Goal 1: Copy the passage on the proposed patent bill word for word, beginning at the words "This proposed bill" and ending after the words "purposes besides litigation.".

— BEGIN Excerpted passage —

Proposed Bill Would Create Rebuttable Presumption of Injunction Following Patent Infringement Ruling

The Realizing Engineering, Science and Technology Opportunities by Restoring Exclusive Patent Rights Act (RESTORE Patent Rights Act), recently introduced in both houses of Congress, states that a patent owner who prevails on infringement "shall be entitled to a rebuttable presumption" of the court issuing a permanent injunction.  Proponents of the proposed bill point out that injunctions following an infringement ruling fell sharply after the U.S. Supreme Court's 2006 decision in eBay v. MercExchange, which required courts to apply a four-factor test to decide whether an injunction should be issued in a case finding patent infringement.  According to the bill's backers, a rebuttable presumption of an injunction would strengthen the ability of patent owners to deter infringement and enforce their patent rights.

This proposed bill appears to have bipartisan support, but it also has its detractors.  As this article points out, while the eBay case reduced the chances of a permanent injunction for patent owners, one study showed that “the decrease was predominantly among nonpracticing entities." In other words, a competitor who prevails on infringement against another competitor has a similar chance of an injunction as pre-eBay.  The study showed that it is only non-practicing entities whose chances of an injunction have fallen.  Of course, an NPE can range from a company that buys a large patent portfolio for the express purpose of suing technological innovators for infringement, all the way to patentholders like universities and startups, who hold patents for legitimate business purposes besides litigation.

— END Excerpted passage —
— BEGIN Supplied data —

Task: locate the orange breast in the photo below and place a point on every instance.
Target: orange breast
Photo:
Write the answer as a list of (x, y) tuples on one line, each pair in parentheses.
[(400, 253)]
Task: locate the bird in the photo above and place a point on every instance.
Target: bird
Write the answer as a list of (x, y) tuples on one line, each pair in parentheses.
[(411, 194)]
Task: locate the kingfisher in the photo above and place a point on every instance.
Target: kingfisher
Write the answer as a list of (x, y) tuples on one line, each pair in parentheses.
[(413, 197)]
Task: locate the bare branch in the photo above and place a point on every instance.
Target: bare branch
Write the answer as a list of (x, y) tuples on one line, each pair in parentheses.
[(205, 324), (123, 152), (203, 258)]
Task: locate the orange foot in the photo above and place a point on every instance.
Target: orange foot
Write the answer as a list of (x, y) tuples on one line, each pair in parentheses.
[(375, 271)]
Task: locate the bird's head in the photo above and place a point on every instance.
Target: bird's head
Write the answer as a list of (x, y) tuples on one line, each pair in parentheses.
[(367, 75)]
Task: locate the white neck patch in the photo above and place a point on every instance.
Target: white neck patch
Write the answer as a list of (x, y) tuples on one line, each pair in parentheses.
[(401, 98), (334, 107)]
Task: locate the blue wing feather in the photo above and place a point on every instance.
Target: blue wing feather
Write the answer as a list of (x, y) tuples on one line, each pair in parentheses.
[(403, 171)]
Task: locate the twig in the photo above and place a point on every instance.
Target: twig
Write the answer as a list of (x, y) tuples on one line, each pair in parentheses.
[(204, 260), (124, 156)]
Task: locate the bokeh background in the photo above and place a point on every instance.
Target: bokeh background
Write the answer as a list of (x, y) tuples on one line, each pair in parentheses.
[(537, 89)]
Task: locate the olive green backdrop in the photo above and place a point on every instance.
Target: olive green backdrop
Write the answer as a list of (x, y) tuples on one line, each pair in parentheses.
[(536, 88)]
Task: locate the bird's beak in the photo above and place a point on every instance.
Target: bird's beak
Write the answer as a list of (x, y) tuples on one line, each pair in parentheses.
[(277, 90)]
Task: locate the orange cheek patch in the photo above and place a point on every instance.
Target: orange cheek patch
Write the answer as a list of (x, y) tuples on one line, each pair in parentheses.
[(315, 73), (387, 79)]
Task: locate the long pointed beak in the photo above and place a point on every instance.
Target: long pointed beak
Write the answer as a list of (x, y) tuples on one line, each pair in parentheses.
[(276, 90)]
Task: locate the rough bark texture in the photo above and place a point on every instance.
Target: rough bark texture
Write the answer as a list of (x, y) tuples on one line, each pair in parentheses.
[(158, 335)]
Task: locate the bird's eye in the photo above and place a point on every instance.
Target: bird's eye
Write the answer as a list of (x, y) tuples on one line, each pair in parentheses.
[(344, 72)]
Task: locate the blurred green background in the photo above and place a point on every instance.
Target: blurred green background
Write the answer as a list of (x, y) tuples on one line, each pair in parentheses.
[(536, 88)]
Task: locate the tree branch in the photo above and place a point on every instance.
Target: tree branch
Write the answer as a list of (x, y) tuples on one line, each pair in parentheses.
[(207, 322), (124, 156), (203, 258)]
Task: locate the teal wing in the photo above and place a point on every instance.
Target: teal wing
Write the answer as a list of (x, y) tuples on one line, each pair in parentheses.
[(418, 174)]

— END Supplied data —

Goal 2: In the listing, rewrite the lines from the one containing "Task: locate the bokeh" through the one containing "[(277, 90)]", replacing "olive green" with "dark green" and leaving everything else as it is. Return only those lines.

Task answer 1:
This proposed bill appears to have bipartisan support, but it also has its detractors.  As this article points out, while the eBay case reduced the chances of a permanent injunction for patent owners, one study showed that “the decrease was predominantly among nonpracticing entities." In other words, a competitor who prevails on infringement against another competitor has a similar chance of an injunction as pre-eBay.  The study showed that it is only non-practicing entities whose chances of an injunction have fallen.  Of course, an NPE can range from a company that buys a large patent portfolio for the express purpose of suing technological innovators for infringement, all the way to patentholders like universities and startups, who hold patents for legitimate business purposes besides litigation.

Task answer 2:
Task: locate the bokeh background in the photo above and place a point on every instance.
Target: bokeh background
Write the answer as a list of (x, y) tuples on one line, each pair in parentheses.
[(537, 89)]
Task: locate the dark green backdrop in the photo above and place a point on every instance.
Target: dark green backdrop
Write the answer as a list of (x, y) tuples on one line, each pair in parentheses.
[(536, 88)]
Task: locate the bird's beak in the photo above and place a point on every instance.
Target: bird's beak
Write the answer as a list of (x, y) tuples on one line, each pair in parentheses.
[(277, 90)]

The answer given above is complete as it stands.